» **EXERCISE GOAL**
Nothing but the lines from the one containing "the stamen, dropping" through the end of the entries should be set down, each exactly as written.

====================

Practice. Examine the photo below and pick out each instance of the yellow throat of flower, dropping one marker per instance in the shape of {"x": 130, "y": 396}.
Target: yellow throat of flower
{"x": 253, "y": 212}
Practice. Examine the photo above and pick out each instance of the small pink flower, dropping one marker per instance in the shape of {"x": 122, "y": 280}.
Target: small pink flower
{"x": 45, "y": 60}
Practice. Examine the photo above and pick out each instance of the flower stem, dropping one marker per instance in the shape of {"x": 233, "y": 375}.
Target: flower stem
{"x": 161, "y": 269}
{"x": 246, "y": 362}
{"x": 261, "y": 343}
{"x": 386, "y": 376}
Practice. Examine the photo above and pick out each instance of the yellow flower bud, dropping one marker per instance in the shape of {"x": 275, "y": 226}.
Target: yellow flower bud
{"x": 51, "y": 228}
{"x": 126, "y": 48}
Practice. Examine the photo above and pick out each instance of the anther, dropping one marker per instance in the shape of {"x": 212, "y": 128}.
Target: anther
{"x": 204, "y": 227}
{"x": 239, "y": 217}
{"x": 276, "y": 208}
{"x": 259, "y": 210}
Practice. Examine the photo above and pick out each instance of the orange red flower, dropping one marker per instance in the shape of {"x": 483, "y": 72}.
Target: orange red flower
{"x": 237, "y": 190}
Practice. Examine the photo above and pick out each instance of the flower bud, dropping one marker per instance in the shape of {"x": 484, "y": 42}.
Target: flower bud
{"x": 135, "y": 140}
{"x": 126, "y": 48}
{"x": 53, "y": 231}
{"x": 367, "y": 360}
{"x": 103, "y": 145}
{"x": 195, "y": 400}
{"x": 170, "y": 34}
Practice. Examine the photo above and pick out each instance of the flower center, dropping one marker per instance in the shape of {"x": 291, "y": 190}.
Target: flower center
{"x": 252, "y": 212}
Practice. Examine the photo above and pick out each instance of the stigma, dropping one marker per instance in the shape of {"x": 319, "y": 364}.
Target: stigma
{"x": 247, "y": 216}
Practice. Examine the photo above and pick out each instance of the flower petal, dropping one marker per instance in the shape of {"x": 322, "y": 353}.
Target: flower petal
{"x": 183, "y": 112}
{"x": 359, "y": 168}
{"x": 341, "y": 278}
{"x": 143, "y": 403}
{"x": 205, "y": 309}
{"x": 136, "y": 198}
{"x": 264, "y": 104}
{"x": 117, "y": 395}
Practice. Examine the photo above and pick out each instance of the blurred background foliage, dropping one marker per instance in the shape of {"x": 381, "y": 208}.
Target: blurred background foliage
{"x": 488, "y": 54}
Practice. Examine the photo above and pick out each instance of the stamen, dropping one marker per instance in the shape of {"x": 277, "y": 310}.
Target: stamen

====================

» **ANSWER SPACE**
Practice. Examine the photo above and pick out each instance of the stamen, dropping one marker per instance in the shape of {"x": 277, "y": 310}.
Target: stamen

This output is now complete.